• Kutipan Halaman:
Kemudian dia mengumpamakan, asupan informasi mereka tak ubahnya pop mi siap saji, bukan rendang Padang yang diolah padat waktu, panas, dan berbahan daging terbaik.
“Saya ingin sekali, media massa adalah rumah makan olahan daging terbaik, sedangkan influencer biar saja memberikan pop mi,” kata Eri, begitu panggilan karib Abdullah Khusairi.
Dalam persaingan antara media massa dan media sosial, pekerjaan terbesar pekerja pers, adalah meningkatkan kualitas untuk melawan viral. Jika kualitas karya jurnalistiknya jauh di atas rata-rata dari konten YouTuber, tentu saja tidak akan menjadi pesaing.
Kualitas karya jurnalistik adalah kunci, baik ketika berbicara masalah profesionalisme, kebebasan pers, apalagi saat menuntut upah layak.
Kemudahan teknologi yang semestinya sangat membantu kerja jurnalistik, nyatanya malah membuat malas para jurnalis.

• Latihan 1: Ketik ulang bagian teks tentang kualitas jurnalistik di atas, mulai dari "Dalam persaingan antara" sampai "malas para jurnalis.".
• Latihan 2: Tulis lanjutan teks tentang kualitas jurnalistik di atas, dimulai sesudah kalimat terakhirnya.

• Data yang Diberikan:
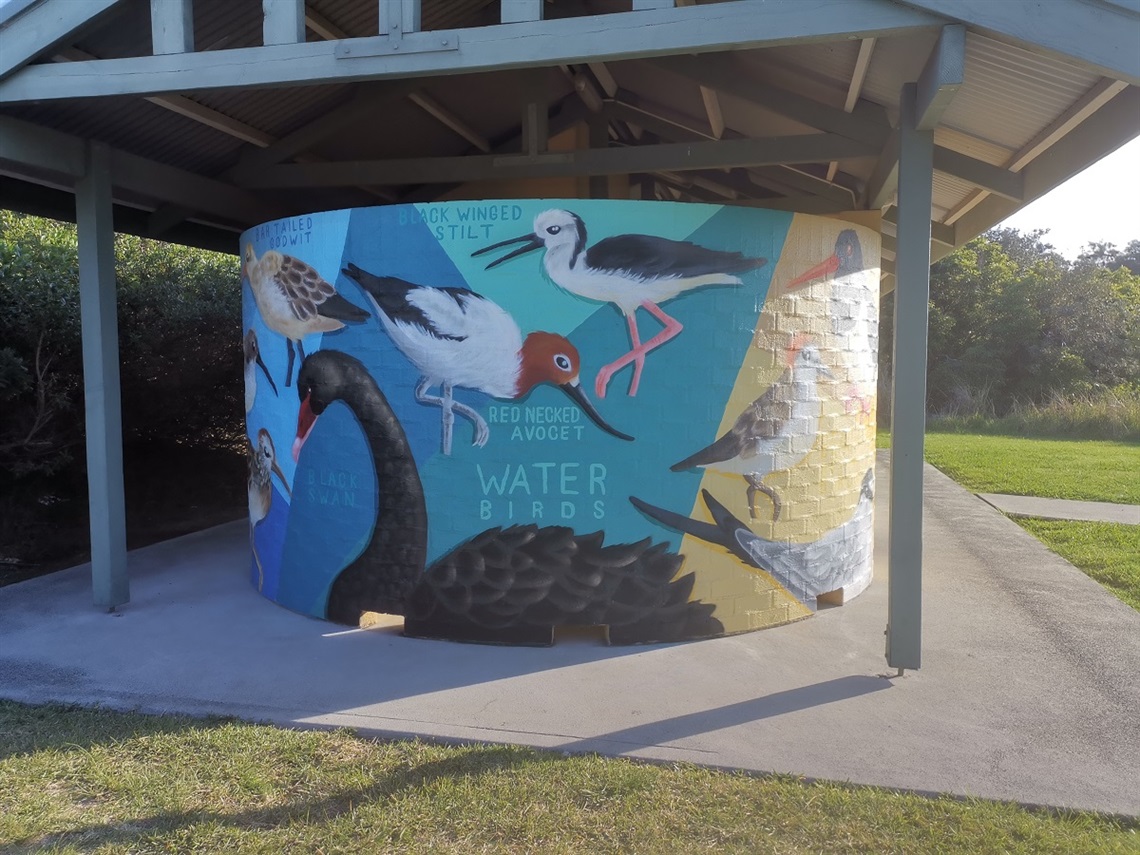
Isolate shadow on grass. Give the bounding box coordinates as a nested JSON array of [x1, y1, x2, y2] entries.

• Jawaban yang Diharapkan 1:
Dalam persaingan antara media massa dan media sosial, pekerjaan terbesar pekerja pers, adalah meningkatkan kualitas untuk melawan viral. Jika kualitas karya jurnalistiknya jauh di atas rata-rata dari konten YouTuber, tentu saja tidak akan menjadi pesaing.
Kualitas karya jurnalistik adalah kunci, baik ketika berbicara masalah profesionalisme, kebebasan pers, apalagi saat menuntut upah layak.
Kemudahan teknologi yang semestinya sangat membantu kerja jurnalistik, nyatanya malah membuat malas para jurnalis.

• Jawaban yang Diharapkan 2:
Mengenai kualitas kerja jurnalis, mantan Redaktur Pelaksana Harian Pagi Padang Ekspres itu menyoroti dari sisi proses rekrutmen. Yang kini terjadi, input jurnalis baru dinilainya sangat buruk. Datang dari mana saja tanpa persiapan yang mumpuni.
Sarjana yang bukan berasal dari passion mereka saat di kampus, lalu di lembaga pers mereka tidak pula diasah dan langsung diterjunkan ke lapangan. Eri mengibaratkan itu seumpama anak jalanan yang diasuh di lampu merah.
“Lembaga pers harus bertanggung jawab, organisasi pers harus menyadari mereka kian tidak relevan dengan zaman,” tandasnya.